■ Travail à réaliser: Substituez "nonzero rule" à "even-odd rule" dans les lignes qui vont du début des items jusqu'à la ligne contenant "50), (84, 51)]", celle-ci comprise, puis reproduisez ces lignes sans autre modification.

Annotations de contours

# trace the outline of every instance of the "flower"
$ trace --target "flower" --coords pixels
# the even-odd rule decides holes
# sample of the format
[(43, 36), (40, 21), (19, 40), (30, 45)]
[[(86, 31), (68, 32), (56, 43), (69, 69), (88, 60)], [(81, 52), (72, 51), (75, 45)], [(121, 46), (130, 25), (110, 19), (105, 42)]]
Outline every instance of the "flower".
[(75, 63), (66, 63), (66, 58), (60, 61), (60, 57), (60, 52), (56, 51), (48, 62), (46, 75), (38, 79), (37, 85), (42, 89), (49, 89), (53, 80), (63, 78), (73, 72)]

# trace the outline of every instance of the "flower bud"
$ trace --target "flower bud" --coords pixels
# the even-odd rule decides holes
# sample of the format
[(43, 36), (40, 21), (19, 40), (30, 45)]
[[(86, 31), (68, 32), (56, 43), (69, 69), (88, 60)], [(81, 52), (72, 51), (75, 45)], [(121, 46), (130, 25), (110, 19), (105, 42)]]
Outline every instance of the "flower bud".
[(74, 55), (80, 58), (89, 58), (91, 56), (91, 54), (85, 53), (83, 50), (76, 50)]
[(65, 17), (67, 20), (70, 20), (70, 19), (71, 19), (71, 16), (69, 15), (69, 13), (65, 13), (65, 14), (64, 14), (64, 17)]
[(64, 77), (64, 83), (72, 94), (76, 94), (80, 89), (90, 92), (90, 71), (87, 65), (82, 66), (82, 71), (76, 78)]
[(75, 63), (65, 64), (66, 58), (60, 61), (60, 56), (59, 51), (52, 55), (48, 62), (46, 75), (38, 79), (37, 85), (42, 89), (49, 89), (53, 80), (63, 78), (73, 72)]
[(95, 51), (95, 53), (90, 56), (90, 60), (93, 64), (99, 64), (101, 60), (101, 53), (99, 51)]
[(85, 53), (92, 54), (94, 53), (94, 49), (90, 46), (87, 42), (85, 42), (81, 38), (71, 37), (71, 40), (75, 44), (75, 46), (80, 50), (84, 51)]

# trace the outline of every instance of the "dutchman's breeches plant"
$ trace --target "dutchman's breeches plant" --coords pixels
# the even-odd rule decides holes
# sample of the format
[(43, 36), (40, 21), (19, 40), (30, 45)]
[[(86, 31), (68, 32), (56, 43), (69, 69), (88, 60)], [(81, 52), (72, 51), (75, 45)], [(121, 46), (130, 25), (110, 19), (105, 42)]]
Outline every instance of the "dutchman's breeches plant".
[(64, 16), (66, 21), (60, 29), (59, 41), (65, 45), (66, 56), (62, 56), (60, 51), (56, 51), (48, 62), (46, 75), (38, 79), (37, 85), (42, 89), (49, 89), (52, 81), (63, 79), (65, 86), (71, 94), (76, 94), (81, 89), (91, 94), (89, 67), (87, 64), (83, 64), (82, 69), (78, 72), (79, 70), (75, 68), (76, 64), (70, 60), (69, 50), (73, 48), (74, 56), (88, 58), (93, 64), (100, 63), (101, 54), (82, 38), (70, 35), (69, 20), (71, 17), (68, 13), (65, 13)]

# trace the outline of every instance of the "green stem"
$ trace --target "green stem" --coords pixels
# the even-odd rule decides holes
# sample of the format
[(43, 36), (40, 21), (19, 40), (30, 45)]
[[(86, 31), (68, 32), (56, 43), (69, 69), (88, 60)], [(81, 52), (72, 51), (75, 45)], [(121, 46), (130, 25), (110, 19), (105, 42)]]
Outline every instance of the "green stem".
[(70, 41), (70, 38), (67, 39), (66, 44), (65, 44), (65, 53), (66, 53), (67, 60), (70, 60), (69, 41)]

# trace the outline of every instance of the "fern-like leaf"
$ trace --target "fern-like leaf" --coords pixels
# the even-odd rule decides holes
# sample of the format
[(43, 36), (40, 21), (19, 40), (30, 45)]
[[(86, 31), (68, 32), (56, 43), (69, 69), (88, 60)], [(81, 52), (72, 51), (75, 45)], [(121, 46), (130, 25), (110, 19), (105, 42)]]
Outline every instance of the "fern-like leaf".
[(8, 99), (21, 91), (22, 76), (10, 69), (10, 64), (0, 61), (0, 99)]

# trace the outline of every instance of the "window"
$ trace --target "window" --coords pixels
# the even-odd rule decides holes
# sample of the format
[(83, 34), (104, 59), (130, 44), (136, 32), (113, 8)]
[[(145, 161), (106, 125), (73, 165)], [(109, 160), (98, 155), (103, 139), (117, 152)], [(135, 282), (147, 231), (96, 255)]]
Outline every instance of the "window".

■ Résultat complet:
# trace the outline of every instance of the "flower"
$ trace --target "flower" --coords pixels
# the nonzero rule decides holes
# sample of the format
[(43, 36), (40, 21), (19, 40), (30, 45)]
[[(86, 31), (68, 32), (56, 43), (69, 69), (88, 60)], [(81, 52), (72, 51), (75, 45)], [(121, 46), (130, 25), (110, 19), (105, 42)]]
Outline every instance of the "flower".
[(75, 63), (66, 63), (66, 58), (60, 61), (60, 57), (60, 52), (56, 51), (48, 62), (46, 75), (38, 79), (37, 85), (42, 89), (49, 89), (53, 80), (63, 78), (73, 72)]

# trace the outline of every instance of the "flower bud"
$ trace --target "flower bud" --coords pixels
# the nonzero rule decides holes
# sample of the format
[(43, 36), (40, 21), (19, 40), (30, 45)]
[[(86, 31), (68, 32), (56, 43), (69, 69), (88, 60)], [(81, 52), (72, 51), (75, 45)], [(121, 46), (130, 25), (110, 19), (105, 42)]]
Outline every instance of the "flower bud".
[(74, 55), (80, 58), (89, 58), (91, 56), (91, 54), (85, 53), (83, 50), (76, 50)]
[(65, 17), (67, 20), (70, 20), (70, 19), (71, 19), (71, 16), (69, 15), (69, 13), (65, 13), (65, 14), (64, 14), (64, 17)]
[(64, 77), (64, 83), (72, 94), (76, 94), (80, 89), (90, 92), (90, 71), (87, 65), (82, 66), (82, 71), (76, 78)]
[(75, 63), (65, 64), (66, 58), (60, 61), (60, 56), (59, 51), (52, 55), (48, 62), (46, 75), (38, 79), (37, 85), (42, 89), (49, 89), (53, 80), (63, 78), (73, 72)]
[(95, 51), (95, 53), (90, 56), (90, 60), (93, 64), (99, 64), (101, 60), (101, 53), (99, 51)]
[(85, 53), (92, 54), (94, 53), (94, 49), (90, 46), (87, 42), (85, 42), (81, 38), (71, 37), (71, 40), (75, 44), (75, 46), (80, 50), (84, 51)]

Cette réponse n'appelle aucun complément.